• [DIRECTION A]:
Return everything from "Benson then constructed" down to "old urban core." in the article on Kansas City housing covenants below, copied word for word.

• [SELECTED PASSAGE]:
>>>>>
Think J.C. Nichols Was Racist? Meet Kroh Brothers Racially Restrictive Housing Covenants Littered Kansas City Area
Published August 13th, 2020 at 6:00 AM
The scale of the court exhibit, eight feet tall by four feet wide, reflected the scope of the story it told.
Black Kansas City homeowners simply didn’t stand a chance. Not if they wanted to outflank racially restrictive housing covenants intent on isolating them in older and increasingly dilapidated neighborhoods.
Kansas City’s landmark public school desegregation case, filed in 1977 and decided by the U.S. Supreme Court in 1995, illuminated racist housing practices that ruled local residential real estate for decades, long after such blatant maneuvers were declared illegal.
Following the recent Black Lives Matter protests galvanized by the police killing of George Floyd, developer J.C. (Jesse Clyde) Nichols has been lambasted locally for propagating racially exclusive deed restrictions. Nichols’ name has been unceremoniously removed from a street and the grand sculpture fountain adjacent to the Country Club Plaza, the architecturally significant shopping district he developed.
Those actions came none too soon, in the view of the attorney who led the desegregation case, Arthur A. Benson.
Nichols not only weaponized restrictive housing covenants into documents that carried weight long after subdivisions were initially created, he furthered their usage nationwide through his stature among other high-profile developers.
But Nichols wasn’t alone. He had many co-conspirators. In fact, one firm, Kroh Brothers Development Co., used deed restrictions to exclude a litany of racial and ethnic groups that went far beyond the Black community.
Indeed, a more complete and nuanced picture of how developers shaped Kansas City housing patterns and, by extension, public schools can be found in those old court records and property documents.
In preparation for the desegregation trial, Benson hired about 20 law students over two summers to ferret out every racially restrictive deed filed in Johnson, Jackson, Clay and Platte counties.
Benson then constructed the massive chart displayed in the courtroom. It was a map of the metro, with plastic overlays to show how, decade by decade, restrictive housing covenants tracked either alongside or ahead of the Black population as families tried to edge out of the central city, essentially corralling them in the poorest sections of the old urban core.
<<<<<
• [EXERCISE MATERIAL]:
>>>>>
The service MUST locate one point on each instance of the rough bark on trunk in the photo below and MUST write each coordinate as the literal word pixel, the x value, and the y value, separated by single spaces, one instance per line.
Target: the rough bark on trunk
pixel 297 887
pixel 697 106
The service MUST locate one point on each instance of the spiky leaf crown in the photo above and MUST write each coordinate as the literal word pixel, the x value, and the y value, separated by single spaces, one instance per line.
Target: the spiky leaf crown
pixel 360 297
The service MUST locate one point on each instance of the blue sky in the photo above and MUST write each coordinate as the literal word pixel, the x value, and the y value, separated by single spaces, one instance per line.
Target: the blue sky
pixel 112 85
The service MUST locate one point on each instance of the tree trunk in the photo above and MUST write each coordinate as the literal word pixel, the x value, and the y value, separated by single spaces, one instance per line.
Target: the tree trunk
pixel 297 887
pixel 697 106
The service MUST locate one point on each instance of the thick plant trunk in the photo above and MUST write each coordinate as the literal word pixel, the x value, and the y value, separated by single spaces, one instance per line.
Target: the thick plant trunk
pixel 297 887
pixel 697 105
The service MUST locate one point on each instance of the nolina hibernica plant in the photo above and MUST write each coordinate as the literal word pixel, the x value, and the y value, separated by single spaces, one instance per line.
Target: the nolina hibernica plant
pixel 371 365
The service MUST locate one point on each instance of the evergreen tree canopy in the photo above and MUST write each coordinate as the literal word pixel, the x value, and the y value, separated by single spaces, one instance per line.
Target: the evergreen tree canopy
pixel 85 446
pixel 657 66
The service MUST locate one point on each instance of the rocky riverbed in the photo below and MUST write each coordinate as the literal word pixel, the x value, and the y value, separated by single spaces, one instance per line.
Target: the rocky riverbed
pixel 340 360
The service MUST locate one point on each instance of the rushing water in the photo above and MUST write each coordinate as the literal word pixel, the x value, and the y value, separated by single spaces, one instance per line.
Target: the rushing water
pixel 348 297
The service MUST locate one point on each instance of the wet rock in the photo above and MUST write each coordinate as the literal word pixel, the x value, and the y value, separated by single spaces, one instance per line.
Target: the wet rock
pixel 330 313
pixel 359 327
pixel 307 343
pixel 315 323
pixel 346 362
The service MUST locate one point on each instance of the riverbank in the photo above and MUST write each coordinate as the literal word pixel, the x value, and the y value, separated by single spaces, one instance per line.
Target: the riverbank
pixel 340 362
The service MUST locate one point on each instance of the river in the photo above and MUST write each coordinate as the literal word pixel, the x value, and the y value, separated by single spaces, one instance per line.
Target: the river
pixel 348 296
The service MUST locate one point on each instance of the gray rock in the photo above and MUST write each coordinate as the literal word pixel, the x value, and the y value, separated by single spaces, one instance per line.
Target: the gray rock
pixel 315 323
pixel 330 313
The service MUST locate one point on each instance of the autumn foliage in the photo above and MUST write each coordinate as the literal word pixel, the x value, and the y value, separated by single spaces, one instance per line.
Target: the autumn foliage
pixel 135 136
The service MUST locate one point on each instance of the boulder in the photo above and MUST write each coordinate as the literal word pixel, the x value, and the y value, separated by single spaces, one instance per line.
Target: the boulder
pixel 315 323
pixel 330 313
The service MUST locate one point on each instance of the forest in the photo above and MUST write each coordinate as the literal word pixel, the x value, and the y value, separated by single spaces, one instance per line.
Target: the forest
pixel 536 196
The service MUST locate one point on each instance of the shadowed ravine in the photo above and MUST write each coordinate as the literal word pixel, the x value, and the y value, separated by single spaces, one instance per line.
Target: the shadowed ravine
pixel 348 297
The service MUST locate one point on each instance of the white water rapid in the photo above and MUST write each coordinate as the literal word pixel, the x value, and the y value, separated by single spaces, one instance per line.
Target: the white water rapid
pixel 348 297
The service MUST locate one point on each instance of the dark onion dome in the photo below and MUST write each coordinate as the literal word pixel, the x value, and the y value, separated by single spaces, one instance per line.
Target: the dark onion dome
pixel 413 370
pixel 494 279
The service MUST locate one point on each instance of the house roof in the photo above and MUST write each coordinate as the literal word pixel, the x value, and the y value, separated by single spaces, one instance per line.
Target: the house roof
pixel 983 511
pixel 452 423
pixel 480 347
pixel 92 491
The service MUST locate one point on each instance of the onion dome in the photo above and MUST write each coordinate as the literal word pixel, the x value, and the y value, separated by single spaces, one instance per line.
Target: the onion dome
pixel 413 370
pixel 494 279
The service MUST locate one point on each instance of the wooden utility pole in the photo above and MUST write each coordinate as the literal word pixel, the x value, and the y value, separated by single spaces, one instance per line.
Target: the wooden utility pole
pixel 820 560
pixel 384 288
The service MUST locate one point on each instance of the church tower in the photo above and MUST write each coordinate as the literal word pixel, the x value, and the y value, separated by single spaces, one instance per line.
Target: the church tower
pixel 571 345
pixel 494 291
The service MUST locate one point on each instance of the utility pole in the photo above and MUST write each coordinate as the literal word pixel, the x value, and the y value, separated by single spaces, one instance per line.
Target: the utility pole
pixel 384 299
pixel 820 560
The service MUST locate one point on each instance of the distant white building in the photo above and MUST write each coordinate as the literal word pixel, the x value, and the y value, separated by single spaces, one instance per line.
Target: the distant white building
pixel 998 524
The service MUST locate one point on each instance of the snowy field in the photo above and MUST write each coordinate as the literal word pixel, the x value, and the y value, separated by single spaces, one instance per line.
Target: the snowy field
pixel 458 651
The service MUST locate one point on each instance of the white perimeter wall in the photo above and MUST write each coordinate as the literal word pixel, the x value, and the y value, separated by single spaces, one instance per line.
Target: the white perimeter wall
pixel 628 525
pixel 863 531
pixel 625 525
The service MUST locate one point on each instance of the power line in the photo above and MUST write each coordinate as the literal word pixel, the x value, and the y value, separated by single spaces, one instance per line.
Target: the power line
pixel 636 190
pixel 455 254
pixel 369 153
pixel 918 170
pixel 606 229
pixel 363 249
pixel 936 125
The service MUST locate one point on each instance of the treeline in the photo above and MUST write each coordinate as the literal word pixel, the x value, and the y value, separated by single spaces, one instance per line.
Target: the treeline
<<<<<
• [DIRECTION B]:
Retype everything in the rows above from the line containing "of the riverbank" down to the line containing "pixel 135 136", both of those lines included and every line kept unchanged.

• [TASK RESULT A]:
Benson then constructed the massive chart displayed in the courtroom. It was a map of the metro, with plastic overlays to show how, decade by decade, restrictive housing covenants tracked either alongside or ahead of the Black population as families tried to edge out of the central city, essentially corralling them in the poorest sections of the old urban core.

• [TASK RESULT B]:
The service MUST locate one point on each instance of the riverbank in the photo above and MUST write each coordinate as the literal word pixel, the x value, and the y value, separated by single spaces, one instance per line.
Target: the riverbank
pixel 340 362
The service MUST locate one point on each instance of the river in the photo above and MUST write each coordinate as the literal word pixel, the x value, and the y value, separated by single spaces, one instance per line.
Target: the river
pixel 348 296
The service MUST locate one point on each instance of the gray rock in the photo above and MUST write each coordinate as the literal word pixel, the x value, and the y value, separated by single spaces, one instance per line.
Target: the gray rock
pixel 315 323
pixel 330 313
The service MUST locate one point on each instance of the autumn foliage in the photo above and MUST write each coordinate as the literal word pixel, the x value, and the y value, separated by single spaces, one instance per line.
Target: the autumn foliage
pixel 135 136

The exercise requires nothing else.